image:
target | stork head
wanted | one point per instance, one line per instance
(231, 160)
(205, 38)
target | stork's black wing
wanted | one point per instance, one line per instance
::::::::
_Exercise task_
Can you reproduce every line of the items above without changing a single character?

_Correct answer_
image:
target | stork head
wanted | one point per instance, one line per instance
(231, 160)
(205, 38)
target | stork's black wing
wanted | one point per instance, one line per instance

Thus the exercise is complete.